EXCERTO DO DOCUMENTO –
########################################

Antes de mais, o que está em causa?
A 4 de fevereiro de 2015, menos de duas semanas depois de o Syriza ir para o governo na Grécia, o BCE decidiu retirar aos bancos gregos o waiver (regime de exceção) que lhes permitia obter financiamento apesar de a República Helénica não contar com nenhum rating acima de lixo. Nem mesmo aos olhos da DBRS. O BCE tinha pouco a que se agarrar no que diz respeito a garantias de que a Grécia iria prosseguir as reformas e a consolidação orçamental, pelo que sem esse waiver os bancos gregos ficaram como ainda estão, isto é, restringidos à plataforma de liquidez de emergência do banco central, limitada e que pode ser retirada a qualquer momento.
É graças esta pequena agência canadiana que Portugal não precisa desse mesmo waiver que permitia aos bancos gregos financiarem-se nas plataformas normais de cedência de liquidez do BCE. A dívida pública portuguesa tem uma notação desfavorável nas três maiores agências de rating – a S&P, a Moody’s e a Fitch – que a aconselham apenas aos investidores mais especulativos e a desaconselham aos mais avessos ao risco.
Mas se Portugal perder a notação de qualidade atribuída pela DBRS, os bancos nacionais deixarão de poder apresentar ao BCE dívida pública portuguesa como garantia para receberem nova liquidez – precisamente um dos principais ativos que os bancos usam. Isto a menos, claro, que Portugal receba um waiver semelhante ao que a Grécia tinha. Caso contrário, em última análise, os bancos nacionais ficarão, também, restringidos à linha de emergência que, a par da fuga de depósitos, contribuiu para que não restasse alternativa aos bancos gregos que não os controlos de capitais.
Qual é, então, a probabilidade de o rating da DBRS cair?
Para já, é baixa. Os ratings têm sempre associados uma perspetiva, que pode ser negativa, estável ou positiva. A perspetiva deve ser lida como a tendência mais provável para a notação no futuro imediato – e a perspetiva da notação de crédito da DBRS é estável, o que, em teoria, tornaria provável que o rating continuasse um nível acima de lixo, como está, na revisão que está agendada para 13 de novembro.
Mas, como explica Adriana Alvarado, responsável pela análise da DBRS para Portugal, “a perspetiva estável parte de um pressuposto de que a prudência orçamental será mantida”. Se esse pressuposto for demasiado otimista, fica claro, nada impede que a DBRS venha a cortar o rating de Portugal mesmo que não sinalize isso, previamente, com uma passagem para perspetiva negativa.
“Nós olhamos para as tendências a longo prazo e avaliamos o empenho político” em relação ao equilíbrio das contas públicas, diz Adriana Alvarado. Para já, a DBRS diz que “há que aguardar pela apresentação do programa económico” do possível governo liderado por António Costa e apoiado nos partidos de esquerda.

########################################

[Entradas de marcação da localização em imagens]
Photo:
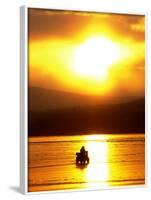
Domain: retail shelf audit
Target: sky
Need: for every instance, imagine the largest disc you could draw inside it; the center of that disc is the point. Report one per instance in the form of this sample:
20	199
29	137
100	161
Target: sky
99	54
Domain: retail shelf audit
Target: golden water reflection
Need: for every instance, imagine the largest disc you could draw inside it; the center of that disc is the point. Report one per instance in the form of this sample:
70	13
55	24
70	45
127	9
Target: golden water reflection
97	171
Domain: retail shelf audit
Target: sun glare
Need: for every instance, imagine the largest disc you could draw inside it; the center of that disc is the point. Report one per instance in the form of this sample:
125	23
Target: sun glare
94	57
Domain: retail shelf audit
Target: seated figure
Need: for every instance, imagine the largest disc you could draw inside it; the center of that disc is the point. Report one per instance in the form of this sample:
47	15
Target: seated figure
82	157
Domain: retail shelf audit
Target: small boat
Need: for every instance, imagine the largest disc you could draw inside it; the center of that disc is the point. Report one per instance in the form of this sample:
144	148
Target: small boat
82	158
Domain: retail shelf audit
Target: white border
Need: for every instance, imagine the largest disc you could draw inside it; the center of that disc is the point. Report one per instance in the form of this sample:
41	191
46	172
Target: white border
24	91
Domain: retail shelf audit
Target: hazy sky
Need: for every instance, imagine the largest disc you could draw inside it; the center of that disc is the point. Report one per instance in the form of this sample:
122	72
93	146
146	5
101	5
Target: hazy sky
92	53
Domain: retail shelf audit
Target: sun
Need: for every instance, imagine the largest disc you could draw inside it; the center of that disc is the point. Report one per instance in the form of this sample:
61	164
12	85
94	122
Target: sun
94	57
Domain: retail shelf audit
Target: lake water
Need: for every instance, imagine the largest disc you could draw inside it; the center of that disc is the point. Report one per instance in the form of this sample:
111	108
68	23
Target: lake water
115	160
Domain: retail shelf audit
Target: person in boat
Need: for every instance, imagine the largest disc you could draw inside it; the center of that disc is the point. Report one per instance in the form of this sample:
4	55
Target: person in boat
82	151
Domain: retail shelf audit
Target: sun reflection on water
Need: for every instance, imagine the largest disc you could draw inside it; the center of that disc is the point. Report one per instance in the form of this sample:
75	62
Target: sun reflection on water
97	171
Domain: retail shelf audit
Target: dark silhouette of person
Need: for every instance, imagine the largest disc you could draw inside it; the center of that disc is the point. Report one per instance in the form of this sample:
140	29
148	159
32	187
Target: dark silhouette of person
82	151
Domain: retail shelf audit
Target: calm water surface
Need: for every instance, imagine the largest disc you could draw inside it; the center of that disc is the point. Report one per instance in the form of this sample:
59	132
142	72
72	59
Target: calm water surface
115	160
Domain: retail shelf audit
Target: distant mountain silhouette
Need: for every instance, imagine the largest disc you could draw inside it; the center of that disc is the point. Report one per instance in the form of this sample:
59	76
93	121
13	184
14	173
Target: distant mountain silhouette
43	99
81	118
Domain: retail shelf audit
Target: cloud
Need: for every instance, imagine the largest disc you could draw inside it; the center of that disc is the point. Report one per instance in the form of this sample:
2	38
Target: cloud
44	24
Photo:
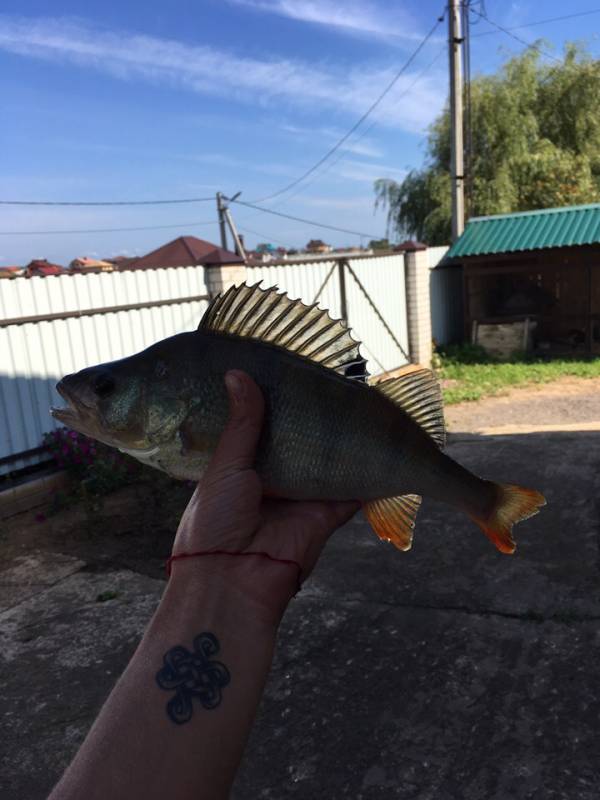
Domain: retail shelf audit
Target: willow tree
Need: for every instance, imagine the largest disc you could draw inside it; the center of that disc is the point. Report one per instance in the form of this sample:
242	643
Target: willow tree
535	144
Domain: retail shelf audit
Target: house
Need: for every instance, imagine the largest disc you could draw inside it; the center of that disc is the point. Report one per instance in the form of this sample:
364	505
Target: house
531	280
186	251
40	267
318	246
85	264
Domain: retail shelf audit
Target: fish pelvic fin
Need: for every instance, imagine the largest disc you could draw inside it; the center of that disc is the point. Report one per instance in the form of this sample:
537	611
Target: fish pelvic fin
393	518
268	315
513	504
417	392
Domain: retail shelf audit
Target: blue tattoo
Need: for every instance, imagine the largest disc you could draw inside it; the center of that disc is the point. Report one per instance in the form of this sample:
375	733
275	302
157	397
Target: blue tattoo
193	674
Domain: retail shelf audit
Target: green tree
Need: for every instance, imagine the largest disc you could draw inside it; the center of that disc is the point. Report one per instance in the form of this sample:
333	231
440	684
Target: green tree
379	244
535	144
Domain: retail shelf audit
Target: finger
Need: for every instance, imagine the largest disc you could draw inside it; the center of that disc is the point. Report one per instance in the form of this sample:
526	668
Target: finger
236	449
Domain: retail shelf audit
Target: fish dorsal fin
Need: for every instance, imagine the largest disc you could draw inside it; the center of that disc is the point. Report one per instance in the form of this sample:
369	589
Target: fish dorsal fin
269	316
393	518
418	393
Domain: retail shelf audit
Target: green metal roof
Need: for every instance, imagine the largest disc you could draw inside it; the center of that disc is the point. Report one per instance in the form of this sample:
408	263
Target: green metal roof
529	230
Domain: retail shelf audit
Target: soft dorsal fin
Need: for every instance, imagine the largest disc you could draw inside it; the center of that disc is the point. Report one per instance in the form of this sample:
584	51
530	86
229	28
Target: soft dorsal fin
269	316
418	393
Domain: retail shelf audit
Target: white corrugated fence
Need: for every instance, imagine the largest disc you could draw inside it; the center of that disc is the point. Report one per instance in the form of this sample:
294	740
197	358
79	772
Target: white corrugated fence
375	299
85	328
56	325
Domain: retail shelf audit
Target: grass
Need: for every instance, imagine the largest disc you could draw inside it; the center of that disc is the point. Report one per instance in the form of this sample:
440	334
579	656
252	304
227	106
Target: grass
472	374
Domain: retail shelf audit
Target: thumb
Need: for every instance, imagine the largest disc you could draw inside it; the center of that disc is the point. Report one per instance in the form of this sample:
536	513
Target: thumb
237	446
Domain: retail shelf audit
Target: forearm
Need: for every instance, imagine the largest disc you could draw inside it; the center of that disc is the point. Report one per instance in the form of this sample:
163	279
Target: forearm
153	738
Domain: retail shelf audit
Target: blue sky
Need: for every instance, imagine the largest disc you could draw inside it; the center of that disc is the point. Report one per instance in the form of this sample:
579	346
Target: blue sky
112	101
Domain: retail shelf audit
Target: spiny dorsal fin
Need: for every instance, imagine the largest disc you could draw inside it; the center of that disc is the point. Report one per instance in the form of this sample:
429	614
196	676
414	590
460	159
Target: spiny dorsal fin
393	518
418	393
267	315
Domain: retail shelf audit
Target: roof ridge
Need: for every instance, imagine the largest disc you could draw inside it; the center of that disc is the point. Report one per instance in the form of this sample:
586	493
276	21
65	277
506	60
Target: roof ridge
539	211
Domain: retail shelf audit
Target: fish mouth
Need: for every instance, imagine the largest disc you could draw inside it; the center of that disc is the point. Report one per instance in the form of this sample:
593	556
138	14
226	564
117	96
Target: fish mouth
76	414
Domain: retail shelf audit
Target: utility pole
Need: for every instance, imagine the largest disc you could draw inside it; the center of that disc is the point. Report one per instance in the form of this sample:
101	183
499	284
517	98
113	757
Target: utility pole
455	44
239	247
221	208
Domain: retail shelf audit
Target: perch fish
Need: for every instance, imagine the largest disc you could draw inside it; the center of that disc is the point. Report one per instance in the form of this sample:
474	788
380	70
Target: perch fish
326	435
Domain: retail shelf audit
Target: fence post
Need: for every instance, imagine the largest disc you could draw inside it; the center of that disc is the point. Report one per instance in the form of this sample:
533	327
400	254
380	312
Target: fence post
220	277
342	285
418	303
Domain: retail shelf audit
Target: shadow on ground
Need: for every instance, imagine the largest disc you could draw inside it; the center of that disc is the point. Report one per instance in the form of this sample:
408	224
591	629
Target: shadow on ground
448	672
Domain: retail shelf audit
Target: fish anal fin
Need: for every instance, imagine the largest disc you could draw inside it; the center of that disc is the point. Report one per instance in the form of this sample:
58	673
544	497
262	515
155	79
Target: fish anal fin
267	315
417	392
393	518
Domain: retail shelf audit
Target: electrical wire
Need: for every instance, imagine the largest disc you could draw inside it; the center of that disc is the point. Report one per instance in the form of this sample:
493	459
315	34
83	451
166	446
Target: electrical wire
304	221
365	131
263	236
104	202
108	230
360	121
532	24
509	32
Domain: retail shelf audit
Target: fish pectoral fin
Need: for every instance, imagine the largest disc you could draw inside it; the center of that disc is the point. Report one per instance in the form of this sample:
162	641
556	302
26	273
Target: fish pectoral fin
417	392
393	518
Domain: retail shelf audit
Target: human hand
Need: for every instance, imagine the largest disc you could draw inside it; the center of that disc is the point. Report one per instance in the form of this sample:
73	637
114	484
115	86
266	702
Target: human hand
229	512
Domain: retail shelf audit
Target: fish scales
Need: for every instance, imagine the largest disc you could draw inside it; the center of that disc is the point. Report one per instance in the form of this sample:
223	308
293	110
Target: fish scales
325	436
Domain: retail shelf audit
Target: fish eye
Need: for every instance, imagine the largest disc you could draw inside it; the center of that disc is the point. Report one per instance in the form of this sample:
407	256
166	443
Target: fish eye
161	370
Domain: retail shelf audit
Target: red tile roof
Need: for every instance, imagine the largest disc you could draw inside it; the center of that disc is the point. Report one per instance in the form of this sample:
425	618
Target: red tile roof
186	251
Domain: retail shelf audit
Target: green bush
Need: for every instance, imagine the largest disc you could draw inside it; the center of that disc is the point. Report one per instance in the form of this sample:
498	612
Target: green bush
99	469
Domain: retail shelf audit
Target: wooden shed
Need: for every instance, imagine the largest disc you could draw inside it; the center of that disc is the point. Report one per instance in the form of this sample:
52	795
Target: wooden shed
531	280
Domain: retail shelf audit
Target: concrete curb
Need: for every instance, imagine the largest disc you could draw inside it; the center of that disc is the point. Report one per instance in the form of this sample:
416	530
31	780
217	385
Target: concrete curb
31	494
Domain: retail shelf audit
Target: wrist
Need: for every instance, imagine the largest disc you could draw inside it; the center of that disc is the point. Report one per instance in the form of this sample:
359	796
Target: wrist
251	587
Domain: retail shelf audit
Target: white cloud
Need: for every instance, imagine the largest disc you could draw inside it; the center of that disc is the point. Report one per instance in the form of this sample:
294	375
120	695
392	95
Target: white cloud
361	146
268	82
367	171
355	17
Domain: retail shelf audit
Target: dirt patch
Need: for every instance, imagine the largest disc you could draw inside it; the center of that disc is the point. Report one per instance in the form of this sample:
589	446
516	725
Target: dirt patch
132	528
566	401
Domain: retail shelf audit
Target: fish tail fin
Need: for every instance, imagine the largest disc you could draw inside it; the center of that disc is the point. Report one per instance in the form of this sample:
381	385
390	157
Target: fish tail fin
513	504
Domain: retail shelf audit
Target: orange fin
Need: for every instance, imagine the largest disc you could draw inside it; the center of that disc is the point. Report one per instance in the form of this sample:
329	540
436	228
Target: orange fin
513	505
393	518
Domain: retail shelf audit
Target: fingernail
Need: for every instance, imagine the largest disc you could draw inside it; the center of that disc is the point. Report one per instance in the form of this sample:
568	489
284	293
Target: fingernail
235	386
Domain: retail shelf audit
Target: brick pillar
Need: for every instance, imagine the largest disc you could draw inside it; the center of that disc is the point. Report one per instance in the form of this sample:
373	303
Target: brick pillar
418	306
220	278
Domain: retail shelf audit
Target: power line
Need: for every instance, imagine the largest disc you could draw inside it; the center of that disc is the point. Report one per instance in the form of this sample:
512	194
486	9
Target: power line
532	24
359	122
509	32
366	130
104	202
265	237
107	230
305	221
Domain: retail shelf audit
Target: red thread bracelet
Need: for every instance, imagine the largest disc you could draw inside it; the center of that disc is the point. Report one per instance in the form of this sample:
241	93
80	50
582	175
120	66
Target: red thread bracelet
260	553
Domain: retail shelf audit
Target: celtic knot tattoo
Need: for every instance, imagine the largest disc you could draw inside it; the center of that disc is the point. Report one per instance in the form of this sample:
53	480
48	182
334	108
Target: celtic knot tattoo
193	674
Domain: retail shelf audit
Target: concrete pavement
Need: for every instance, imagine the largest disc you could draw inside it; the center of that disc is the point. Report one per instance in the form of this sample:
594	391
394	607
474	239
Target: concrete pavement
451	671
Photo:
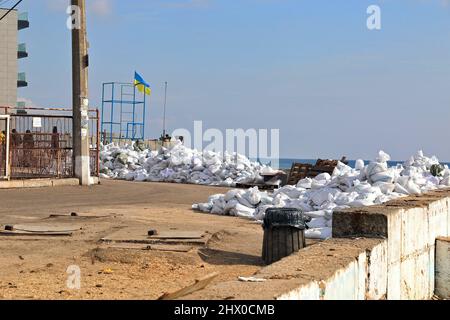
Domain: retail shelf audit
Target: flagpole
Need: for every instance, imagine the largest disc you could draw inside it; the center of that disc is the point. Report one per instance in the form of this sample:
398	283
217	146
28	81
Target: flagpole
165	104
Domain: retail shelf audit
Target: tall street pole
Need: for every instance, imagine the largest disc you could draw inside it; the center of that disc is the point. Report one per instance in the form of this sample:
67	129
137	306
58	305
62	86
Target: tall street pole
80	62
165	104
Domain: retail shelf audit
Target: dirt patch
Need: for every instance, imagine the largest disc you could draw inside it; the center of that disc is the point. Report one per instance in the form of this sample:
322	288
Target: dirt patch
36	267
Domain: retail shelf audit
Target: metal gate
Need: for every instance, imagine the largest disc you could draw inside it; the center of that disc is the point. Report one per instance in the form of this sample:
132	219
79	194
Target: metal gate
41	143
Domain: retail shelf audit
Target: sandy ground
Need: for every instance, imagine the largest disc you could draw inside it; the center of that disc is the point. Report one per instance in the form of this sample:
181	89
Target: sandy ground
36	267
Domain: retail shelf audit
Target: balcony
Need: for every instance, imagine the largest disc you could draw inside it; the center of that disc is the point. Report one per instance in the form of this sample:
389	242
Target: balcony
22	51
23	22
22	80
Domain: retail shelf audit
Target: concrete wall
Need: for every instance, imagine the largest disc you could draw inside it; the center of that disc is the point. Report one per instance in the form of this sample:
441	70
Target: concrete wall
410	226
8	59
379	252
443	268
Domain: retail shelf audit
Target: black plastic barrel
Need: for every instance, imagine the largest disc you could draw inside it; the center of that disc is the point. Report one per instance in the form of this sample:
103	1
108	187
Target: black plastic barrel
284	233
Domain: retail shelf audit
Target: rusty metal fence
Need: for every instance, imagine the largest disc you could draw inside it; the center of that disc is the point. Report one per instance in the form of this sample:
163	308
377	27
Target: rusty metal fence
41	143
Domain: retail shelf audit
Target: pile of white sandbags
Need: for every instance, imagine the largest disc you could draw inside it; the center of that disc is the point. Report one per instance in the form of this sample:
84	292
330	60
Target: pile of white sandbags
178	164
368	185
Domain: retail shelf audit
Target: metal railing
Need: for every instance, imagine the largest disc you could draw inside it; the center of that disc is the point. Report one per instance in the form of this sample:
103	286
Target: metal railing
41	142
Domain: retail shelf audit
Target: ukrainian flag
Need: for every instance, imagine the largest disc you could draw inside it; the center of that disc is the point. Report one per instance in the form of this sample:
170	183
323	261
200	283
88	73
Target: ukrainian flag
141	85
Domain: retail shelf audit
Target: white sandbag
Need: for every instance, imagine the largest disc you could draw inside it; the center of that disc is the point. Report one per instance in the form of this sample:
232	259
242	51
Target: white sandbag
305	183
359	164
253	196
317	223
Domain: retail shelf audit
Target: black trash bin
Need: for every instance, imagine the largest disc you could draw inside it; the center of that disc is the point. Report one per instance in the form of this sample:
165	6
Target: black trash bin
284	233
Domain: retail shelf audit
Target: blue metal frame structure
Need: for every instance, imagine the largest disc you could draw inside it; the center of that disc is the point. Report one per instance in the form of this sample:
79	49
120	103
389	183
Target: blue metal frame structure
123	117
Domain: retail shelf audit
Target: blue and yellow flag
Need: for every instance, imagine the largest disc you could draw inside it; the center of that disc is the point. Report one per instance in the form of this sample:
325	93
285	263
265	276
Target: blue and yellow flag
141	85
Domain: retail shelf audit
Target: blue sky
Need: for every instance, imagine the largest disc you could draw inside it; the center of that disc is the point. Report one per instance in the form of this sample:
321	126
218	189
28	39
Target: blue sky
310	68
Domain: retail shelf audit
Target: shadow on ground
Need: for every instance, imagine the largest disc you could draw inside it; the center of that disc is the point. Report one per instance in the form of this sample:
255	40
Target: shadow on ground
220	257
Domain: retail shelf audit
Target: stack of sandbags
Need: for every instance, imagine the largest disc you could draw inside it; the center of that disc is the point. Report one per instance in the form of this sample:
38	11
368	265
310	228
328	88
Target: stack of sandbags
178	164
347	187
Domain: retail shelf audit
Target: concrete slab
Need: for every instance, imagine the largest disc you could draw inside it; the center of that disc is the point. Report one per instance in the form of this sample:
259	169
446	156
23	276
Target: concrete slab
443	268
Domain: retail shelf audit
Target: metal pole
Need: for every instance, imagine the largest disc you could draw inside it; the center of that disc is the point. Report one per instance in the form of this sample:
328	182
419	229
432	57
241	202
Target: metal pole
165	104
80	62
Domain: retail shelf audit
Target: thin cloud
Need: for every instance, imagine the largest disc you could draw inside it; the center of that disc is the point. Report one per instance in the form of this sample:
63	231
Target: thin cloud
183	4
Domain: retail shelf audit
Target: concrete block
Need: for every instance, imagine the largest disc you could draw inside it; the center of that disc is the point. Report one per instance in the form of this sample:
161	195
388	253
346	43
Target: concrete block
377	273
414	231
11	184
394	281
348	283
438	212
415	277
37	183
65	182
432	271
443	268
310	291
394	236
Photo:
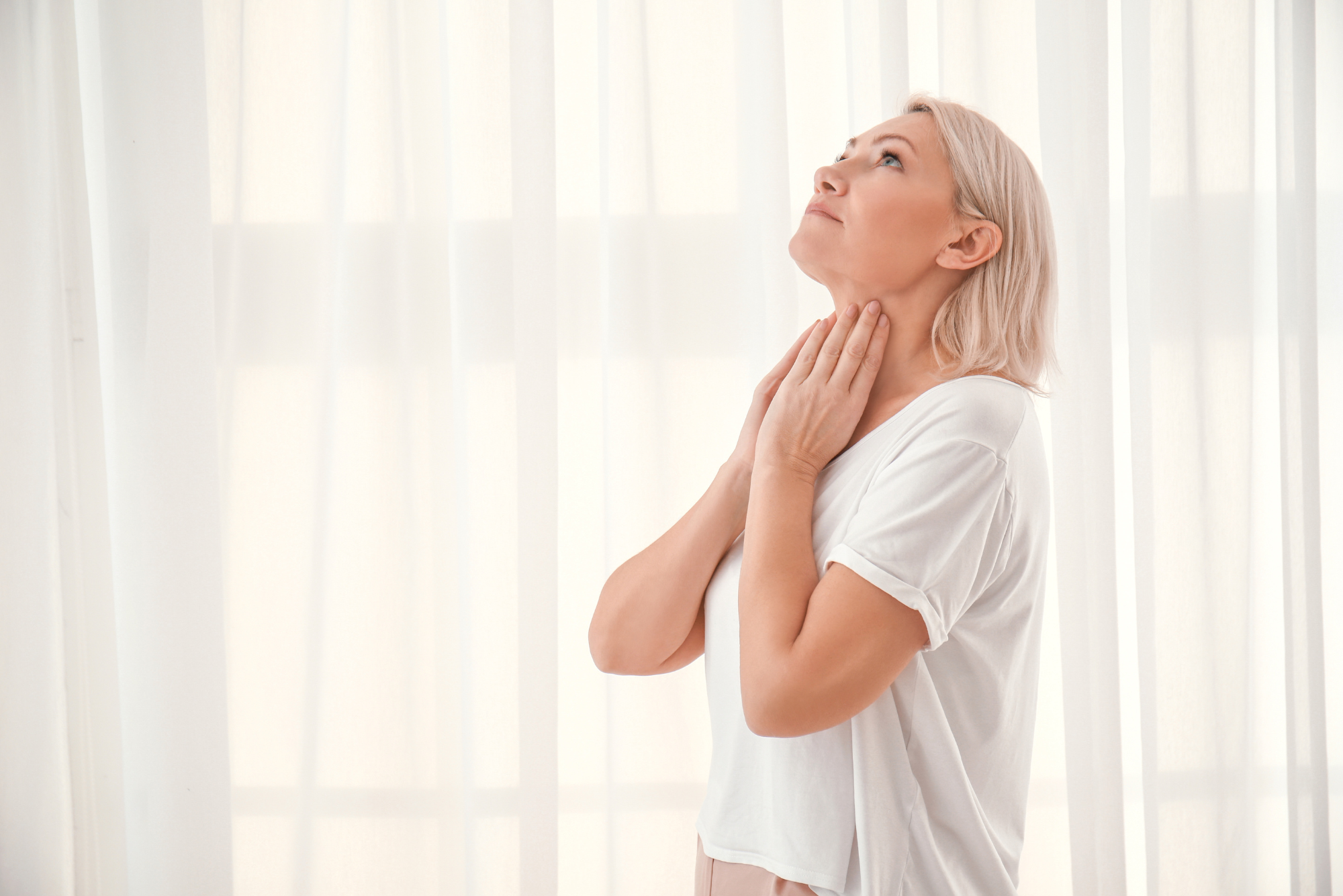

########################################

AS SUAS TAREFAS –
#1 Devolva, por favor, o trecho do excerto sobre o rating de Portugal que vai de "Mas se Portugal" a "da DBRS cair?", sem qualquer alteração.
#2 Retome o excerto sobre o rating de Portugal a partir do ponto em que termina.
As linhas não têm qualquer relação com o excerto sobre o rating de Portugal.

RESPOSTAS POR TAREFA –
#1
Mas se Portugal perder a notação de qualidade atribuída pela DBRS, os bancos nacionais deixarão de poder apresentar ao BCE dívida pública portuguesa como garantia para receberem nova liquidez – precisamente um dos principais ativos que os bancos usam. Isto a menos, claro, que Portugal receba um waiver semelhante ao que a Grécia tinha. Caso contrário, em última análise, os bancos nacionais ficarão, também, restringidos à linha de emergência que, a par da fuga de depósitos, contribuiu para que não restasse alternativa aos bancos gregos que não os controlos de capitais.
Qual é, então, a probabilidade de o rating da DBRS cair?

#2
A atualização do rating da DBRS está agendada para 13 de novembro, alguns dias depois de o programa do governo liderado por Passos Coelho ser votado na Assembleia da República, ato que poderá significar o derrube do Executivo da coligação PSD-CDS.
Mais défice coloca rating em risco?
Nos últimos dias, foi noticiado que o Partido Socialista garante que se forem necessárias medidas extra de consolidação orçamental, não serão cortados salários, não serão reduzidas pensões e não subirão os impostos sobre os rendimentos. O que pode implicar, portanto, revisões das metas do défice.
O que tem Adriana Alvarado a dizer sobre este risco? “Falhar uma meta do défice não levaria, automaticamente, a um corte do rating. Mas confirmamos que o rating poderá ficar sob pressão negativa se houver um enfraquecimento inesperado do compromisso político com uma política orçamental sustentável”, avisa a responsável.
Metas para o défice mais altas significam, naturalmente, mais endividamento e, portanto, mais risco para os investidores. “Estaríamos preocupados se víssemos um acordo que pudesse significar um menor compromisso com o ajustamento orçamental”, assinala a agência de rating, em resposta ao Observador.
Também contactadas, as outras agências – S&P, Moody’s e Fitch – não têm estado disponíveis para comentar o impasse político até que haja maior clareza sobre o que irá acontecer. Logo após as eleições, contudo, quando não era ainda claro que o PS iria tentar formar governo apoiado pela esquerda, a Moody’s notou que a vitória da coligação PSD-CDS deveria “assegurar um enfoque sobre o equilíbrio das contas públicas”. Mas, dizia a Moody’s, “a perda da maioria absoluta irá, provavelmente, complicar” a aplicação das reformas estruturais adicionais.
“Contradição” de Costa está a apanhar todos desprevenidos?
“Porque é que é tão difícil chegar a uma grande coligação entre o centro direita e o centro esquerda para o bem superior do País?”. A pergunta foi feita ao Observador por um analista do mercado de dívida da City, o centro financeiro de Londres, um dos muitos que foram apanhados desprevenidos e que continuam baralhados com as intenções de António Costa.
Tal como os vários analistas dos bancos de investimento, a Moody’s terá ficado surpreendida, pelo teor da análise publicada a 5 de outubro e pelo facto de, agora, preferir não fazer comentários. Mas o rating da Moody’s tem nos riscos de ordem política, precisamente, uma das suas justificações para se encontrar no nível em que está. Já o rating da DBRS, acima de lixo e estável, não apontaria, à partida, para este tipo de riscos. A agência canadiana está surpreendida, admite Adriana Alvarado.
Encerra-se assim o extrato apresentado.